What the task requires
Make an exact copy of all the records.

Records from a dataset

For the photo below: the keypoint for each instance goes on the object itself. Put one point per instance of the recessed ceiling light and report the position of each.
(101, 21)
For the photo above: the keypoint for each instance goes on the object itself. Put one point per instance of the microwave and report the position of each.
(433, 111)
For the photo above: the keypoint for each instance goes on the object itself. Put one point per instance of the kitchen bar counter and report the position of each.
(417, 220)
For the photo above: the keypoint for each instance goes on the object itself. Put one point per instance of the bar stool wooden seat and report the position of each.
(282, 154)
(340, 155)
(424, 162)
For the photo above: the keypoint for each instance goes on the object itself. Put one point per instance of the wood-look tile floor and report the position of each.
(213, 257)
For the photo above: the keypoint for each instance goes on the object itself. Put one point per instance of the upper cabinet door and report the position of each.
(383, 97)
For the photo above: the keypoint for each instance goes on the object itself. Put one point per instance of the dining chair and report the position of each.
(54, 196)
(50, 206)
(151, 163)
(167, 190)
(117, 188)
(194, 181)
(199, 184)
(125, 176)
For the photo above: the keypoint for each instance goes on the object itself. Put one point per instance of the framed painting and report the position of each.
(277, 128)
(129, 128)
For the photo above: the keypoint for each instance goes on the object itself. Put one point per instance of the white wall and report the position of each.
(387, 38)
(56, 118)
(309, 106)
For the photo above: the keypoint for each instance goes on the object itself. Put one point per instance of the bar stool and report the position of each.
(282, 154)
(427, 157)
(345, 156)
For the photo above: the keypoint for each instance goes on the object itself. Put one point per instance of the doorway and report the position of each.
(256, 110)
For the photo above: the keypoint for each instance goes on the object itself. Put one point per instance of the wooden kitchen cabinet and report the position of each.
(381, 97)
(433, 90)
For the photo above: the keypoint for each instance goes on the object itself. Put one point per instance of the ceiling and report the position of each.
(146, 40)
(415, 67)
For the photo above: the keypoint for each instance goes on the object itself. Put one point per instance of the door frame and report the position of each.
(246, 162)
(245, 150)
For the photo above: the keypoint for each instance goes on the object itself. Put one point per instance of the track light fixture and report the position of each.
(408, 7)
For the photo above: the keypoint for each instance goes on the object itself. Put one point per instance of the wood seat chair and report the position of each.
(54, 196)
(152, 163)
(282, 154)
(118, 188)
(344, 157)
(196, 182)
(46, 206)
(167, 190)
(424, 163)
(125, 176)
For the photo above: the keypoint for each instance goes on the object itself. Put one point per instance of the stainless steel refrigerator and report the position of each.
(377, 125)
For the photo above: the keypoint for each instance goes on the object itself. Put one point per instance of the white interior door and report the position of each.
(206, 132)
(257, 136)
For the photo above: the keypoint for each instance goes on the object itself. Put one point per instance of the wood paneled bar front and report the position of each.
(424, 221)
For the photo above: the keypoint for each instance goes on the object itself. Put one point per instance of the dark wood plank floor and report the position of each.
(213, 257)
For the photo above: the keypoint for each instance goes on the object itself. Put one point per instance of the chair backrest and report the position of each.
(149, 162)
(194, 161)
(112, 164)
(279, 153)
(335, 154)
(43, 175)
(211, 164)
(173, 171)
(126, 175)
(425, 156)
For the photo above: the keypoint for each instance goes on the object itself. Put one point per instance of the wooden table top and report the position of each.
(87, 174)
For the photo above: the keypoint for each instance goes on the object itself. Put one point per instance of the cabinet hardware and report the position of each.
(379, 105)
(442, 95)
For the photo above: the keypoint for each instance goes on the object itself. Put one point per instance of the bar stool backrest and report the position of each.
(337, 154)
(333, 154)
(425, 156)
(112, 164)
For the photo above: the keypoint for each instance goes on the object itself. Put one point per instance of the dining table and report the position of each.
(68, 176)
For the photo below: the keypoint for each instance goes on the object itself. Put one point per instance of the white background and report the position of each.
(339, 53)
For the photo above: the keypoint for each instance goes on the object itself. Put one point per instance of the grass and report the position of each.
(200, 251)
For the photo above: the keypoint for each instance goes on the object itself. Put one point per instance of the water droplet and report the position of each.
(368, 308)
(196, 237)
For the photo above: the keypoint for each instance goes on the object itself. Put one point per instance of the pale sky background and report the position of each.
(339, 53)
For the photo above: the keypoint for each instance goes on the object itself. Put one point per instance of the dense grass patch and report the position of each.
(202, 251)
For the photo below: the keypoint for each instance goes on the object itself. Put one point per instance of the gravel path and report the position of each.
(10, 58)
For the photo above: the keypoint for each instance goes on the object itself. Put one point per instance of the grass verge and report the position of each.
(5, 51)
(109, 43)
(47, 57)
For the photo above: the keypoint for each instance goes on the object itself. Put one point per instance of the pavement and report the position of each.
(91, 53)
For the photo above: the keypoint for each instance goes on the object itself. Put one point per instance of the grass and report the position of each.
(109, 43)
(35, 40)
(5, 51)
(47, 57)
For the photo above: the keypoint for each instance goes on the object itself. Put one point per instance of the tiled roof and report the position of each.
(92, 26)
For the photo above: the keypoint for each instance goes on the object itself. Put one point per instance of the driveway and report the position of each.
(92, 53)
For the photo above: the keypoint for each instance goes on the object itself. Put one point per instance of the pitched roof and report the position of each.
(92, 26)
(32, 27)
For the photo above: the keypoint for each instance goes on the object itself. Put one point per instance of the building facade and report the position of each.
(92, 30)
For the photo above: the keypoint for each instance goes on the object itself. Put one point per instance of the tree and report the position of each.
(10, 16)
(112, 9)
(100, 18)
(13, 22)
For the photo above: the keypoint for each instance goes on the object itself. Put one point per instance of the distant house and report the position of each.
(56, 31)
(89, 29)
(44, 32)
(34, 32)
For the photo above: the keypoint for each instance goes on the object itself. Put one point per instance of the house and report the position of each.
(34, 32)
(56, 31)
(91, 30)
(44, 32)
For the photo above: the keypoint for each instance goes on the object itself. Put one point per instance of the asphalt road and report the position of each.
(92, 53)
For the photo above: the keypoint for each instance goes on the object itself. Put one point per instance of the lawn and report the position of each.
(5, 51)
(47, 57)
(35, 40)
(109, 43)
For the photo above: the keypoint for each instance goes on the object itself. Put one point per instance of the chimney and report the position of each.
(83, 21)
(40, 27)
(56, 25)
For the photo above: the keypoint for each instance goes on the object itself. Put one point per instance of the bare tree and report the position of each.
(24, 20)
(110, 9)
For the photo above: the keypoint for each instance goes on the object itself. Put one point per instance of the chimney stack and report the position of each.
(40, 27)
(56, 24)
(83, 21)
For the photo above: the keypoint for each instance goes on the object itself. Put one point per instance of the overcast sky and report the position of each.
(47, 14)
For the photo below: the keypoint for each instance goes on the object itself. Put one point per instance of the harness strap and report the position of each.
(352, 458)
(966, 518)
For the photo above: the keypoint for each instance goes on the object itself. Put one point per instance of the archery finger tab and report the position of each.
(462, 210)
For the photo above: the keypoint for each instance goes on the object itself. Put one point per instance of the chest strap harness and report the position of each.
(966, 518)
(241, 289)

Expected answer
For the photo below: the keypoint for each instance goes on the object itself. Put one point per instance of the recessed ceiling light and report the position of each.
(101, 21)
For the photo above: the keypoint for each instance goes on the object itself. Put one point per instance of the microwave and report the position of each.
(433, 111)
For the photo above: the keypoint for each instance goes on the object itself. Put one point per instance of the kitchen bar counter and report the position of each.
(417, 220)
For the photo above: the keypoint for each instance goes on the object itself. Put one point per instance of the bar stool wooden seat and report the position of each.
(282, 154)
(340, 155)
(424, 162)
For the photo above: the keypoint for each instance goes on the object itself. Put one point per instance of the wood-look tile floor and report the position of each.
(213, 257)
For the photo above: the keypoint for each instance goes on the object itself. Put one point per instance of the upper cabinet door and report the position of each.
(383, 97)
For the photo above: the keypoint for each instance goes on the object itself. Put one point per instance of the dining chair and report the position of each.
(54, 196)
(50, 206)
(151, 163)
(167, 190)
(117, 188)
(194, 181)
(199, 184)
(125, 176)
For the photo above: the keypoint for each instance goes on the object itself. Put one point per instance of the framed painting and report the position of each.
(277, 128)
(129, 128)
For the photo above: the keypoint for each instance goes on the object itself. Put one point per instance of the white wall and report the position of each.
(387, 38)
(56, 118)
(309, 106)
For the photo above: the keypoint for each instance goes on the object itself. Put one point per instance of the bar stool and report the position of each.
(282, 154)
(427, 157)
(345, 156)
For the photo above: the keypoint for each instance goes on the object itself. Put one point per instance of the doorway and report the position of each.
(256, 110)
For the photo above: the keypoint for each instance goes on the object itself. Put one point per instance of the wooden kitchen cabinet and report the position of each.
(381, 97)
(433, 90)
For the photo above: the keypoint for each instance goes on the object itself. Put one point per instance of the ceiling and report the position of each.
(146, 40)
(415, 67)
For the photo above: the keypoint for each instance goes on the object itself. Put one point per instance of the door frame and report the position of each.
(246, 162)
(245, 150)
For the photo above: the keypoint for each instance goes on the object itself. Put one point per instance of the track light fixture and report the position of each.
(408, 7)
For the photo above: the keypoint for each instance goes on the object itself. Put one point per instance of the wood seat chair and report the position of each.
(54, 196)
(152, 163)
(282, 154)
(118, 188)
(344, 157)
(196, 182)
(46, 206)
(167, 190)
(424, 163)
(125, 176)
For the photo above: the keypoint for each instance goes on the object itself. Put one point per instance of the stainless steel refrigerator and report the position of each.
(377, 125)
For the photo above: the keypoint for each instance goes on the object itself. Put one point per instance of the white interior door and report the position of each.
(206, 132)
(257, 136)
For the photo above: the keypoint for each instance goes on the object itself. Put one point per instance of the wood paneled bar front and report the position of each.
(424, 221)
For the photo above: the keypoint for each instance goes on the object itself. Put one point per instance of the dark wood plank floor and report the position of each.
(213, 257)
For the photo above: the keypoint for each instance goes on the object itself. Put one point per instance of the chair backrest and report the position of each.
(149, 162)
(194, 161)
(112, 164)
(279, 153)
(335, 154)
(43, 175)
(211, 164)
(173, 171)
(126, 175)
(425, 156)
For the photo above: the keypoint for each instance goes on the object itself. Put one point per instance of the wooden table top and report the position of each.
(87, 174)
For the photo above: the keypoint for each instance goes on the object itself. Put one point per instance of the cabinet hardware and report the position of each.
(379, 105)
(442, 95)
For the photo above: the keypoint for each instance goes on the object itself. Put one point per instance of the bar stool backrest and report the position of each.
(337, 154)
(333, 154)
(425, 156)
(112, 164)
For the photo above: the keypoint for each instance goes on the object itself. Put one point per instance of the dining table and report the position of each.
(68, 176)
For the photo below: the keypoint for each instance goes on the object itself. Put one point per instance of the white background and report the position of each.
(339, 53)
For the photo above: the keypoint for each instance goes on the object itself. Put one point per instance of the grass and report the position of each.
(200, 251)
For the photo above: the keypoint for each instance goes on the object itself. Put one point per instance of the water droplet and report the position of each.
(368, 308)
(196, 237)
For the photo above: the keypoint for each instance goes on the object itself. Put one point per instance of the pale sky background and report the position of each.
(339, 53)
For the photo above: the keypoint for each instance goes on the object itself. Put one point per instance of the dense grass patch and report the position of each.
(202, 251)
For the photo below: the keypoint for each instance goes on the object itself. Put one point per instance of the gravel path and report the position of each.
(10, 58)
For the photo above: the keypoint for each instance goes on the object itself. Put one point per instance of the grass verge and report the position of each.
(5, 51)
(109, 43)
(47, 57)
For the photo above: the keypoint for each instance goes on the object itself. Put one point per instance of the pavement and report the position of each.
(91, 53)
For the photo above: the keypoint for each instance goes on the object itself. Put one point per instance of the grass and report the position of each.
(109, 43)
(35, 40)
(5, 51)
(47, 57)
For the photo above: the keypoint for each instance goes on the object itself. Put one point per instance of the tiled roof and report the position of each.
(92, 26)
For the photo above: the keypoint for each instance goes on the object itself. Put one point per instance of the driveway and report the position of each.
(92, 53)
For the photo above: the keypoint for each instance goes on the object itself. Put one point per instance of the pitched roof and report the position of each.
(92, 26)
(32, 27)
For the photo above: the keypoint for each instance goes on the object itself. Put one point per instance of the building facade and report the position of each.
(92, 30)
For the photo above: the keypoint for each instance goes on the object itself. Put one point per instance of the tree and report the position of each.
(10, 16)
(112, 9)
(100, 18)
(13, 22)
For the photo above: the keypoint for each instance goes on the object itself. Put one point per instance of the distant house and report the position of each.
(56, 31)
(89, 29)
(44, 32)
(34, 32)
For the photo above: the keypoint for each instance goes on the object itself. Put one point per instance of the house and report the position of each.
(34, 32)
(56, 31)
(91, 30)
(44, 32)
For the photo above: the keypoint for each instance goes on the object itself. Put one point per instance of the asphalt road and report the position of each.
(92, 53)
For the photo above: the keypoint for each instance goes on the object itself. Put one point per instance of the lawn and report the position of each.
(5, 51)
(47, 57)
(35, 40)
(109, 43)
For the photo above: the keypoint for each instance goes on the object itself. Put one point per instance of the chimney and report the position of each.
(83, 21)
(40, 27)
(56, 25)
For the photo above: the keypoint for each instance goes on the object itself. Put one point per instance of the bare tree and report the position of each.
(24, 20)
(110, 9)
For the photo above: the keypoint for each instance goes on the object itself. Put one point per instance of the chimney stack and report the position of each.
(40, 27)
(56, 24)
(83, 21)
For the photo above: the keypoint for each instance goes on the object itself. Put one point per instance of the overcast sky and report the position of each.
(47, 14)
For the photo below: the keypoint for each instance goes on the object itself. Put one point per instance of the harness strap and report the position of each.
(352, 458)
(966, 518)
For the photo above: the keypoint for each instance goes on the object itself. Put one point per instance of the archery finger tab and report the position of each.
(462, 210)
For the photo above: the keypoint for each instance goes on the object itself. Put one point per instance of the chest strap harness and report the position of each.
(966, 518)
(241, 289)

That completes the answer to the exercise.